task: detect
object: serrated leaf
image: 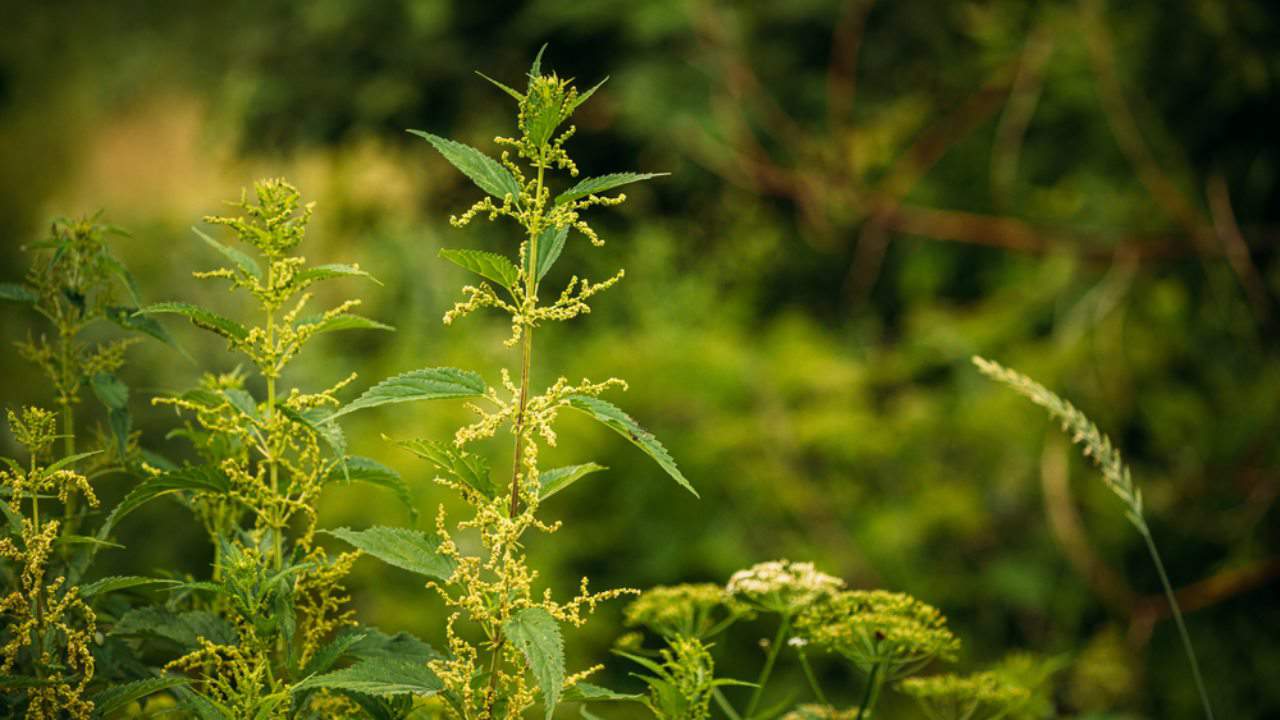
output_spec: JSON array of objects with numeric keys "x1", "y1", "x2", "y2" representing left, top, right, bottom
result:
[
  {"x1": 293, "y1": 264, "x2": 383, "y2": 287},
  {"x1": 351, "y1": 628, "x2": 444, "y2": 662},
  {"x1": 106, "y1": 306, "x2": 192, "y2": 360},
  {"x1": 502, "y1": 607, "x2": 564, "y2": 720},
  {"x1": 566, "y1": 395, "x2": 700, "y2": 497},
  {"x1": 325, "y1": 455, "x2": 417, "y2": 520},
  {"x1": 329, "y1": 368, "x2": 485, "y2": 420},
  {"x1": 54, "y1": 536, "x2": 124, "y2": 550},
  {"x1": 321, "y1": 525, "x2": 456, "y2": 580},
  {"x1": 538, "y1": 462, "x2": 608, "y2": 500},
  {"x1": 291, "y1": 660, "x2": 444, "y2": 697},
  {"x1": 111, "y1": 607, "x2": 236, "y2": 647},
  {"x1": 556, "y1": 173, "x2": 671, "y2": 205},
  {"x1": 298, "y1": 313, "x2": 396, "y2": 334},
  {"x1": 570, "y1": 76, "x2": 609, "y2": 113},
  {"x1": 529, "y1": 42, "x2": 547, "y2": 77},
  {"x1": 40, "y1": 450, "x2": 102, "y2": 478},
  {"x1": 408, "y1": 129, "x2": 520, "y2": 200},
  {"x1": 97, "y1": 465, "x2": 230, "y2": 538},
  {"x1": 191, "y1": 225, "x2": 262, "y2": 279},
  {"x1": 0, "y1": 675, "x2": 58, "y2": 689},
  {"x1": 90, "y1": 373, "x2": 129, "y2": 410},
  {"x1": 92, "y1": 676, "x2": 191, "y2": 717},
  {"x1": 300, "y1": 630, "x2": 365, "y2": 678},
  {"x1": 278, "y1": 406, "x2": 347, "y2": 458},
  {"x1": 0, "y1": 283, "x2": 40, "y2": 305},
  {"x1": 534, "y1": 225, "x2": 568, "y2": 282},
  {"x1": 440, "y1": 250, "x2": 520, "y2": 290},
  {"x1": 397, "y1": 439, "x2": 498, "y2": 498},
  {"x1": 79, "y1": 575, "x2": 180, "y2": 597},
  {"x1": 138, "y1": 302, "x2": 248, "y2": 342},
  {"x1": 561, "y1": 683, "x2": 644, "y2": 702},
  {"x1": 476, "y1": 70, "x2": 525, "y2": 102}
]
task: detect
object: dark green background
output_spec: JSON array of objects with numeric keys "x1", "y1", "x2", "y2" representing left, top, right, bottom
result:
[{"x1": 0, "y1": 0, "x2": 1280, "y2": 717}]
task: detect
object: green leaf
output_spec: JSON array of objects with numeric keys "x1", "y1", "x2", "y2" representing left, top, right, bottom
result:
[
  {"x1": 278, "y1": 406, "x2": 347, "y2": 468},
  {"x1": 321, "y1": 527, "x2": 454, "y2": 580},
  {"x1": 40, "y1": 450, "x2": 102, "y2": 478},
  {"x1": 221, "y1": 387, "x2": 262, "y2": 420},
  {"x1": 440, "y1": 250, "x2": 520, "y2": 290},
  {"x1": 110, "y1": 607, "x2": 236, "y2": 647},
  {"x1": 502, "y1": 607, "x2": 564, "y2": 720},
  {"x1": 291, "y1": 660, "x2": 444, "y2": 697},
  {"x1": 293, "y1": 264, "x2": 383, "y2": 287},
  {"x1": 351, "y1": 628, "x2": 444, "y2": 662},
  {"x1": 97, "y1": 465, "x2": 230, "y2": 538},
  {"x1": 0, "y1": 283, "x2": 40, "y2": 305},
  {"x1": 298, "y1": 313, "x2": 396, "y2": 334},
  {"x1": 570, "y1": 76, "x2": 609, "y2": 113},
  {"x1": 538, "y1": 462, "x2": 608, "y2": 500},
  {"x1": 408, "y1": 129, "x2": 520, "y2": 200},
  {"x1": 301, "y1": 630, "x2": 366, "y2": 678},
  {"x1": 90, "y1": 373, "x2": 129, "y2": 410},
  {"x1": 397, "y1": 439, "x2": 498, "y2": 500},
  {"x1": 476, "y1": 70, "x2": 525, "y2": 102},
  {"x1": 328, "y1": 368, "x2": 485, "y2": 420},
  {"x1": 79, "y1": 575, "x2": 182, "y2": 597},
  {"x1": 325, "y1": 455, "x2": 417, "y2": 520},
  {"x1": 556, "y1": 173, "x2": 671, "y2": 205},
  {"x1": 106, "y1": 306, "x2": 192, "y2": 360},
  {"x1": 54, "y1": 536, "x2": 124, "y2": 550},
  {"x1": 191, "y1": 225, "x2": 262, "y2": 279},
  {"x1": 90, "y1": 373, "x2": 133, "y2": 457},
  {"x1": 561, "y1": 683, "x2": 644, "y2": 702},
  {"x1": 93, "y1": 676, "x2": 191, "y2": 717},
  {"x1": 536, "y1": 225, "x2": 568, "y2": 282},
  {"x1": 0, "y1": 675, "x2": 56, "y2": 689},
  {"x1": 566, "y1": 395, "x2": 700, "y2": 497},
  {"x1": 138, "y1": 302, "x2": 248, "y2": 342},
  {"x1": 529, "y1": 42, "x2": 547, "y2": 77},
  {"x1": 102, "y1": 251, "x2": 142, "y2": 305}
]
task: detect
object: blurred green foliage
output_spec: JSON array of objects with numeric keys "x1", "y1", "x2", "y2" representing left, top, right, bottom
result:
[{"x1": 0, "y1": 0, "x2": 1280, "y2": 717}]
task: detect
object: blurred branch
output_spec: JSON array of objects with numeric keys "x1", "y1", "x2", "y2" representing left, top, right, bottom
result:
[
  {"x1": 991, "y1": 24, "x2": 1053, "y2": 205},
  {"x1": 1129, "y1": 557, "x2": 1280, "y2": 646},
  {"x1": 1204, "y1": 174, "x2": 1271, "y2": 323},
  {"x1": 1041, "y1": 434, "x2": 1141, "y2": 615}
]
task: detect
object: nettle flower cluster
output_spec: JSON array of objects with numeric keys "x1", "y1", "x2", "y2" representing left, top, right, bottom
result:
[{"x1": 616, "y1": 560, "x2": 1030, "y2": 720}]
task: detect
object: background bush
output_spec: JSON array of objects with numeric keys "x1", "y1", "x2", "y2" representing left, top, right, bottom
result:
[{"x1": 0, "y1": 0, "x2": 1280, "y2": 717}]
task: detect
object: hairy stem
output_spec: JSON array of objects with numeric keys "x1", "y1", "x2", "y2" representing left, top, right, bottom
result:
[
  {"x1": 856, "y1": 662, "x2": 883, "y2": 720},
  {"x1": 1138, "y1": 523, "x2": 1213, "y2": 720},
  {"x1": 746, "y1": 615, "x2": 791, "y2": 719},
  {"x1": 797, "y1": 650, "x2": 831, "y2": 707}
]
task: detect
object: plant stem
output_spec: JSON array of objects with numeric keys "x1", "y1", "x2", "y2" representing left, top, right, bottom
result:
[
  {"x1": 712, "y1": 688, "x2": 742, "y2": 720},
  {"x1": 797, "y1": 650, "x2": 831, "y2": 707},
  {"x1": 856, "y1": 662, "x2": 882, "y2": 720},
  {"x1": 1138, "y1": 523, "x2": 1213, "y2": 720},
  {"x1": 746, "y1": 615, "x2": 791, "y2": 719},
  {"x1": 511, "y1": 151, "x2": 545, "y2": 518}
]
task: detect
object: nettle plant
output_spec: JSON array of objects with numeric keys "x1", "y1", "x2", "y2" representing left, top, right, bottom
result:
[
  {"x1": 0, "y1": 47, "x2": 1212, "y2": 720},
  {"x1": 299, "y1": 47, "x2": 696, "y2": 720}
]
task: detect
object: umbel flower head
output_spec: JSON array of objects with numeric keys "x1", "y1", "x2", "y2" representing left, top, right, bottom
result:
[
  {"x1": 897, "y1": 673, "x2": 1030, "y2": 720},
  {"x1": 724, "y1": 560, "x2": 845, "y2": 615},
  {"x1": 796, "y1": 591, "x2": 960, "y2": 679},
  {"x1": 782, "y1": 705, "x2": 858, "y2": 720},
  {"x1": 626, "y1": 583, "x2": 750, "y2": 638}
]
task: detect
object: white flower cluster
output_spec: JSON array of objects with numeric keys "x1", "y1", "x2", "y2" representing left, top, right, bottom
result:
[{"x1": 724, "y1": 560, "x2": 845, "y2": 615}]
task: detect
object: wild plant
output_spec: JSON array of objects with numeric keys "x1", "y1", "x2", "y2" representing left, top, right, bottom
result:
[
  {"x1": 300, "y1": 47, "x2": 696, "y2": 720},
  {"x1": 616, "y1": 560, "x2": 1030, "y2": 720},
  {"x1": 113, "y1": 179, "x2": 398, "y2": 717},
  {"x1": 0, "y1": 218, "x2": 186, "y2": 719},
  {"x1": 973, "y1": 357, "x2": 1213, "y2": 720}
]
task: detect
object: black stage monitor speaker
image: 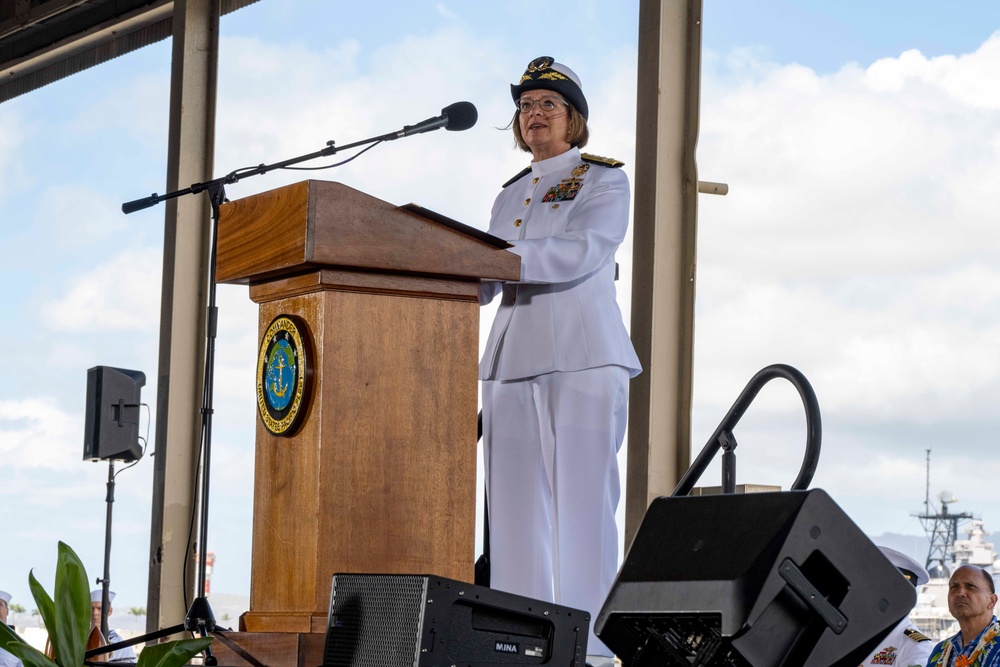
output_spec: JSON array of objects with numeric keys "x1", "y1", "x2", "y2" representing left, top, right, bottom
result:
[
  {"x1": 594, "y1": 489, "x2": 916, "y2": 667},
  {"x1": 323, "y1": 574, "x2": 590, "y2": 667},
  {"x1": 83, "y1": 366, "x2": 146, "y2": 461}
]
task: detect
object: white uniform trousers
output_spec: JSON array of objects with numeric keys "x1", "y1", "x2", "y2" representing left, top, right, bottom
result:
[{"x1": 483, "y1": 366, "x2": 629, "y2": 656}]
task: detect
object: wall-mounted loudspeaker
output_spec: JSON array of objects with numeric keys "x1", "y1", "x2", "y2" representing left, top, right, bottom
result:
[{"x1": 83, "y1": 366, "x2": 146, "y2": 461}]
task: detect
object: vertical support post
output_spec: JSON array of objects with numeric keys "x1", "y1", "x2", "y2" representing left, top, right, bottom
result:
[
  {"x1": 146, "y1": 0, "x2": 220, "y2": 632},
  {"x1": 625, "y1": 0, "x2": 702, "y2": 545}
]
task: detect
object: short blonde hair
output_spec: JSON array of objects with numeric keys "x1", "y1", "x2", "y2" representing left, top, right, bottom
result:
[{"x1": 510, "y1": 103, "x2": 590, "y2": 153}]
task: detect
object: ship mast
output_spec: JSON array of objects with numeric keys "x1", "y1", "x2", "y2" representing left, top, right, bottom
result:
[{"x1": 916, "y1": 449, "x2": 975, "y2": 577}]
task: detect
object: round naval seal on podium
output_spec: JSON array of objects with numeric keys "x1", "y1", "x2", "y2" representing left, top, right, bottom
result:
[{"x1": 257, "y1": 315, "x2": 312, "y2": 437}]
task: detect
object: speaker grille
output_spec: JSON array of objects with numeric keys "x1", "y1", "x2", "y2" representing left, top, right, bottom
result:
[{"x1": 323, "y1": 574, "x2": 427, "y2": 667}]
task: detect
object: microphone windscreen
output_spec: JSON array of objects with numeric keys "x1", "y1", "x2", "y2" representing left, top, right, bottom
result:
[{"x1": 441, "y1": 102, "x2": 479, "y2": 131}]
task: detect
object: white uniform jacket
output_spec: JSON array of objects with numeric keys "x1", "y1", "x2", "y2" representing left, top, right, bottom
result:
[
  {"x1": 479, "y1": 148, "x2": 641, "y2": 380},
  {"x1": 861, "y1": 614, "x2": 934, "y2": 667}
]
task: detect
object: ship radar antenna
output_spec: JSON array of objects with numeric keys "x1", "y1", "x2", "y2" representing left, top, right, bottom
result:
[{"x1": 916, "y1": 449, "x2": 975, "y2": 577}]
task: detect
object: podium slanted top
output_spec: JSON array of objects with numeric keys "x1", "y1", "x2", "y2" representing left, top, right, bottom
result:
[{"x1": 216, "y1": 180, "x2": 521, "y2": 284}]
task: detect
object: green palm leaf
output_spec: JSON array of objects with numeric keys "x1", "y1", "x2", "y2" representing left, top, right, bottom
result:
[{"x1": 136, "y1": 637, "x2": 212, "y2": 667}]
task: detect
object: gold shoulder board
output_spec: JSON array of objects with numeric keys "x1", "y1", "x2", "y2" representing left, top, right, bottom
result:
[
  {"x1": 580, "y1": 153, "x2": 625, "y2": 168},
  {"x1": 903, "y1": 628, "x2": 931, "y2": 642},
  {"x1": 502, "y1": 166, "x2": 531, "y2": 187}
]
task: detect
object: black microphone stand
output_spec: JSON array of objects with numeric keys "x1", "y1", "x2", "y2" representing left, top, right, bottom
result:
[
  {"x1": 97, "y1": 459, "x2": 115, "y2": 639},
  {"x1": 96, "y1": 128, "x2": 414, "y2": 665}
]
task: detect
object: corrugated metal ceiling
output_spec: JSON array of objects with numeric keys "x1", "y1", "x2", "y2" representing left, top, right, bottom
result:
[{"x1": 0, "y1": 0, "x2": 257, "y2": 102}]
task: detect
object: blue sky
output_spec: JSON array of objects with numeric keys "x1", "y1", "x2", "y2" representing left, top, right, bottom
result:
[{"x1": 0, "y1": 0, "x2": 1000, "y2": 608}]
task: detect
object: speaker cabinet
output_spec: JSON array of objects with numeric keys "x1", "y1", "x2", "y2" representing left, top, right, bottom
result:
[
  {"x1": 595, "y1": 489, "x2": 916, "y2": 667},
  {"x1": 83, "y1": 366, "x2": 146, "y2": 461},
  {"x1": 323, "y1": 574, "x2": 590, "y2": 667}
]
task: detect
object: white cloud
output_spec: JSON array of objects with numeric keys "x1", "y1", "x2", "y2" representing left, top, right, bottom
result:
[
  {"x1": 43, "y1": 249, "x2": 162, "y2": 333},
  {"x1": 0, "y1": 398, "x2": 83, "y2": 471}
]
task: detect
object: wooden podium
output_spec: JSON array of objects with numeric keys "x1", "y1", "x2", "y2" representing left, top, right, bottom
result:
[{"x1": 216, "y1": 180, "x2": 520, "y2": 664}]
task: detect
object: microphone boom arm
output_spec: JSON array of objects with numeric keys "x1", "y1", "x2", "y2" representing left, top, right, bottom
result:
[{"x1": 122, "y1": 132, "x2": 394, "y2": 215}]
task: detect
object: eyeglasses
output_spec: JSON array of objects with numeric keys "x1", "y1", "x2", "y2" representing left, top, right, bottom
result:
[{"x1": 517, "y1": 97, "x2": 569, "y2": 114}]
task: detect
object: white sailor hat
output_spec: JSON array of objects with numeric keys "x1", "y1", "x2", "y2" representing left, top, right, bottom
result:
[
  {"x1": 90, "y1": 588, "x2": 115, "y2": 603},
  {"x1": 879, "y1": 547, "x2": 931, "y2": 586},
  {"x1": 510, "y1": 56, "x2": 590, "y2": 120}
]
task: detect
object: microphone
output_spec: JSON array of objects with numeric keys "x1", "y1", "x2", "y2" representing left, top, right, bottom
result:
[{"x1": 393, "y1": 102, "x2": 479, "y2": 139}]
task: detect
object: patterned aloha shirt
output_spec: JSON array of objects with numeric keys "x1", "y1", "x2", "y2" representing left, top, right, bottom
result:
[{"x1": 927, "y1": 616, "x2": 1000, "y2": 667}]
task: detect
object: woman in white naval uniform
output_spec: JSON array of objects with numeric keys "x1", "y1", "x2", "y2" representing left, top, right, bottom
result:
[
  {"x1": 479, "y1": 57, "x2": 640, "y2": 663},
  {"x1": 861, "y1": 547, "x2": 935, "y2": 667}
]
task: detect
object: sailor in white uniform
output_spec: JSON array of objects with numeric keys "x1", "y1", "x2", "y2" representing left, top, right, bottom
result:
[
  {"x1": 0, "y1": 591, "x2": 24, "y2": 667},
  {"x1": 861, "y1": 547, "x2": 934, "y2": 667},
  {"x1": 479, "y1": 57, "x2": 640, "y2": 667},
  {"x1": 90, "y1": 588, "x2": 136, "y2": 662}
]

§ Job:
Please pull out every line of the entries above that contains the string "microphone". Case matters.

§ Written solution:
object: microphone windscreen
object: black microphone stand
object: microphone boom arm
object: microphone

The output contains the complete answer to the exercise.